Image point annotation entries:
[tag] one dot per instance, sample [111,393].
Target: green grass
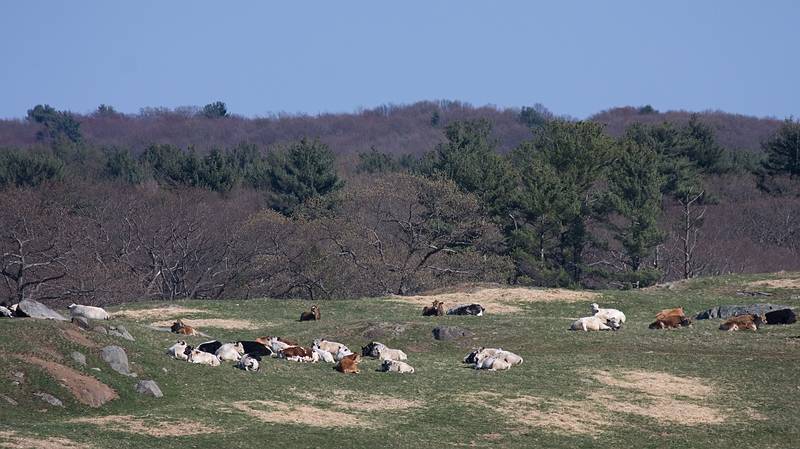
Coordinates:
[755,371]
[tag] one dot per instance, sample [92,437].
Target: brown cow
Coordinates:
[435,309]
[743,322]
[179,328]
[678,312]
[313,315]
[349,364]
[296,351]
[671,322]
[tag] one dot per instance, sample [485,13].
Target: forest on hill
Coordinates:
[199,203]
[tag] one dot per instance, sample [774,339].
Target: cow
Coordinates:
[255,348]
[88,312]
[330,346]
[435,309]
[230,352]
[179,328]
[493,363]
[741,322]
[608,314]
[209,346]
[385,353]
[342,353]
[249,363]
[325,356]
[670,322]
[203,358]
[395,366]
[782,316]
[678,312]
[467,309]
[371,350]
[473,356]
[312,315]
[348,364]
[178,350]
[592,323]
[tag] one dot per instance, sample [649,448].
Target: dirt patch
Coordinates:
[354,400]
[777,283]
[656,383]
[76,336]
[86,389]
[213,322]
[660,396]
[149,426]
[157,312]
[282,413]
[498,299]
[13,440]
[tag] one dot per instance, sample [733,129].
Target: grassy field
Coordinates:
[638,388]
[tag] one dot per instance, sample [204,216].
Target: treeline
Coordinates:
[568,206]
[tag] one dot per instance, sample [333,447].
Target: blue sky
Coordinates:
[575,57]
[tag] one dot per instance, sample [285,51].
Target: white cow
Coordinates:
[178,350]
[88,312]
[324,355]
[203,358]
[230,352]
[394,366]
[608,314]
[589,323]
[248,363]
[386,353]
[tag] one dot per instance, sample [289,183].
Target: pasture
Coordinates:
[691,387]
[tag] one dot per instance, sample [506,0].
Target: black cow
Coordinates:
[468,309]
[783,316]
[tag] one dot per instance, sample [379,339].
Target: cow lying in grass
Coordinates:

**AIM OF THE EXERCISE**
Transcribe every record above exactly, leaving out the pictures.

**FULL SOLUTION**
[tag] one dot per instance, sample [111,393].
Target: green grass
Coordinates:
[755,371]
[tag] one dot per instance, sample [92,437].
Target: brown cow
Coordinates:
[435,309]
[743,322]
[179,328]
[678,312]
[313,315]
[349,364]
[296,351]
[671,322]
[tag] one dot per instance, sample [485,13].
Target: forest on hill
Coordinates:
[199,203]
[tag] one dot per instance, sample [774,339].
Target: cow
Coordinates:
[255,348]
[88,312]
[330,346]
[435,309]
[230,352]
[179,328]
[493,363]
[741,322]
[608,314]
[209,346]
[385,353]
[342,353]
[249,363]
[325,356]
[670,322]
[203,358]
[395,366]
[782,316]
[678,312]
[467,309]
[371,350]
[473,356]
[312,315]
[348,364]
[178,350]
[592,323]
[tag] one dot per instance, sample [649,448].
Target: dirt patch
Coordinates:
[354,400]
[777,283]
[656,383]
[76,336]
[86,389]
[213,322]
[660,396]
[149,426]
[157,312]
[282,413]
[498,299]
[13,440]
[tag] one dot per instance, sample [733,129].
Target: grassy field
Coordinates:
[638,388]
[tag] one dot per instance, sample [204,216].
Target: treeline
Coordinates:
[568,206]
[tag] one dot per instance, sample [333,447].
Target: blue sky
Coordinates:
[575,57]
[tag] one dot per instance, sample [285,51].
Target: white cow
Coordinates:
[178,350]
[88,312]
[324,355]
[203,358]
[230,352]
[394,366]
[608,314]
[589,323]
[248,363]
[386,353]
[tag] one dot per instance, sample [289,183].
Target: pasture
Coordinates:
[691,387]
[tag] one dot per instance, sample [506,0].
Target: black cow
Coordinates:
[468,309]
[783,316]
[tag] one dot per instance, sample [379,339].
Target: cow lying in grass
Coordinates:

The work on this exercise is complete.